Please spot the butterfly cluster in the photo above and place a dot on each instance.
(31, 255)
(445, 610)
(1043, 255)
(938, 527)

■ ■ ■

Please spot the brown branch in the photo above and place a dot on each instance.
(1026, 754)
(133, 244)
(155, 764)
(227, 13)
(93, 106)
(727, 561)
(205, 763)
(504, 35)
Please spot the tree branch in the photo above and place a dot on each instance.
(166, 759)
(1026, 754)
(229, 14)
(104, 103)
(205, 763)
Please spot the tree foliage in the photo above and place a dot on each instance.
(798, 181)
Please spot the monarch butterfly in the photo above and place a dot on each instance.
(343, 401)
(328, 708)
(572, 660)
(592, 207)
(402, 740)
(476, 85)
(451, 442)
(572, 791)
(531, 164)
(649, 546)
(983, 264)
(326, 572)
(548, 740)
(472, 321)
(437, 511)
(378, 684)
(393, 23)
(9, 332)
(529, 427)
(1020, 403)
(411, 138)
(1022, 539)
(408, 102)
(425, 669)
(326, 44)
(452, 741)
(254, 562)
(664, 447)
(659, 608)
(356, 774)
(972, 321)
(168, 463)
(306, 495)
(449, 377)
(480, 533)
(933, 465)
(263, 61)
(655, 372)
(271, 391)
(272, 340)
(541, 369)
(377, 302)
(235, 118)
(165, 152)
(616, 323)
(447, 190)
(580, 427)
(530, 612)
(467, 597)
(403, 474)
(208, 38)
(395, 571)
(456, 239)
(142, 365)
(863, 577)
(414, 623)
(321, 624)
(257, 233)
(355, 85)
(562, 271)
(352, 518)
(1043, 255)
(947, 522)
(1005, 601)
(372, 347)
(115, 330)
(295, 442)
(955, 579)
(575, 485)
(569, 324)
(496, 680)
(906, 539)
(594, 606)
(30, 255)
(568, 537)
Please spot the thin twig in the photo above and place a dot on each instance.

■ ■ ■

• [Exercise requirements]: Extract each line from the records above that contains the word "butterfly".

• [Response to the exercise]:
Please spot the butterfly cluster in the photo above and place a dot on each instance.
Please spot the monarch butterfly in the photo above and place a dot on each instance.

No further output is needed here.